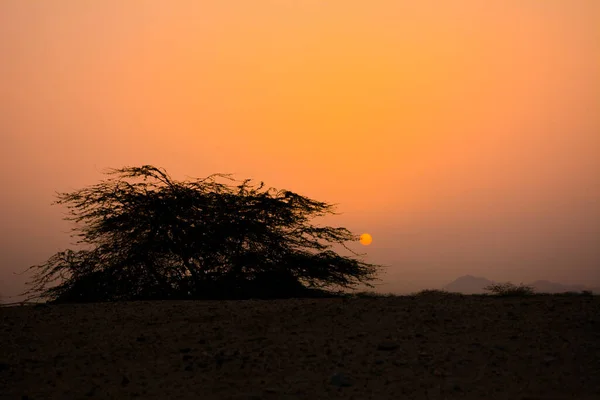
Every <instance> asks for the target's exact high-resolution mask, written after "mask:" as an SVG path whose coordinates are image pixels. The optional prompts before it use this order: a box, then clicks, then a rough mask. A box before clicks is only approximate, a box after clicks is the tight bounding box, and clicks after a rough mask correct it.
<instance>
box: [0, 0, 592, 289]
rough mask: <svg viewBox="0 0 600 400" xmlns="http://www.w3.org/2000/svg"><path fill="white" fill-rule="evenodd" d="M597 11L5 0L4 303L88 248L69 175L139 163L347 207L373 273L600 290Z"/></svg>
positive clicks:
- - -
* _Work to complete_: Determine how many lines of the data above contain the string "mask", and give the result with nothing else.

* _Written response_: 2